Consigne A
Reproduisez la portion de la liste qui s'étend de la ligne contenant « Please put a point on the snow » jusqu'à la fin de la liste, bornes incluses, en substituant « animal's » à « bear's » et sans rien modifier d'autre.

Texte fourni
☆ ☆ ☆

CECI n'est pas EXECUTE 3 août 1859

Année 1859 |

3 août 1859

Alfred de Falloux à Charles de Montalembert

Caradeuc Bécherel (Ille et Vilaine), 3 août 1859

Cher ami,

Je ne voudrais pas essayer de lutter contre votre hésitation seulement, à plus forte raison contre l'impression formelle de Madame de Montalembert1. Laissez-moi seulement vous répéter à tous deux que j'ai voulu et cru me placer uniquement au point de vue de votre gloire la plus pure et la plus solide. Je suis profondément convaincu que ni Veuillot, ni qui que ce soit au monde, n'aurait pu, sans révolter la délicatesse la plus vulgaire, s'armer de vos généreuses ardeurs de vingt ans contre votre carrière tout entière et qu'il n'en serait ressorti qu'un très vif renouvellement de l'admiration que cause votre docilité finale et persévérante. Si ces lettres avaient été publiées sans votre consentement déclaré, la malice aurait pu vous en supposer du dépit et chercher à vous en faire une blessure ; mais du moment où elles paraissaient avec votre aveu authentique, elles devenaient (selon moi) un magnifique exemple pour tous les jeunes générations à venir et le sujet de la plus noble émotion pour vos contemporains d'aujourd'hui.

☆ ☆ ☆

La liste

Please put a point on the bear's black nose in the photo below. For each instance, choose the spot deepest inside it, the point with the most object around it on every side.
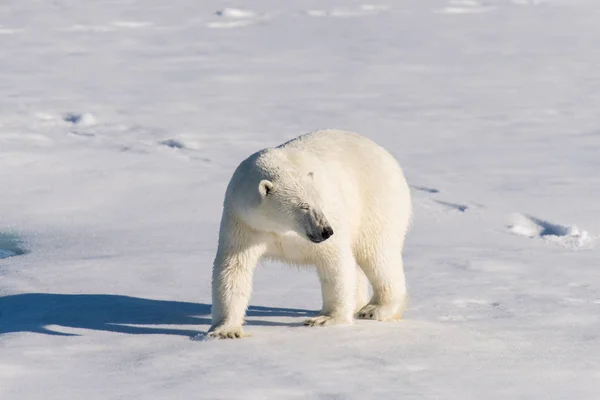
(326, 232)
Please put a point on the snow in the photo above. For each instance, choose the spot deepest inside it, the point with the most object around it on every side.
(121, 123)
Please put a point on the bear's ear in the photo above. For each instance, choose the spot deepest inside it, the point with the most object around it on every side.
(265, 187)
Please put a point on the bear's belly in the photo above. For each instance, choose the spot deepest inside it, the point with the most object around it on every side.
(290, 248)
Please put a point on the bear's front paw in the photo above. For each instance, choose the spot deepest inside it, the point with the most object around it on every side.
(387, 312)
(226, 332)
(324, 320)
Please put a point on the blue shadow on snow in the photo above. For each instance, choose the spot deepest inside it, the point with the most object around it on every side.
(33, 312)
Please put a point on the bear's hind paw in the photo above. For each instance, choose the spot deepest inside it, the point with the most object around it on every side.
(324, 320)
(224, 332)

☆ ☆ ☆

Consigne B
Énumérez toutes les personnes désignées par leur nom dans la lettre.

Solution complète A
Please put a point on the snow in the photo above. For each instance, choose the spot deepest inside it, the point with the most object around it on every side.
(121, 123)
Please put a point on the animal's ear in the photo above. For each instance, choose the spot deepest inside it, the point with the most object around it on every side.
(265, 187)
Please put a point on the animal's belly in the photo above. For each instance, choose the spot deepest inside it, the point with the most object around it on every side.
(290, 248)
Please put a point on the animal's front paw in the photo above. For each instance, choose the spot deepest inside it, the point with the most object around it on every side.
(387, 312)
(226, 332)
(324, 320)
Please put a point on the blue shadow on snow in the photo above. For each instance, choose the spot deepest inside it, the point with the most object around it on every side.
(33, 312)
Please put a point on the animal's hind paw in the photo above. For each instance, choose the spot deepest inside it, the point with the most object around it on every side.
(324, 320)
(224, 332)

Solution complète B
Alfred de Falloux
Charles de Montalembert
Madame de Montalembert
Veuillot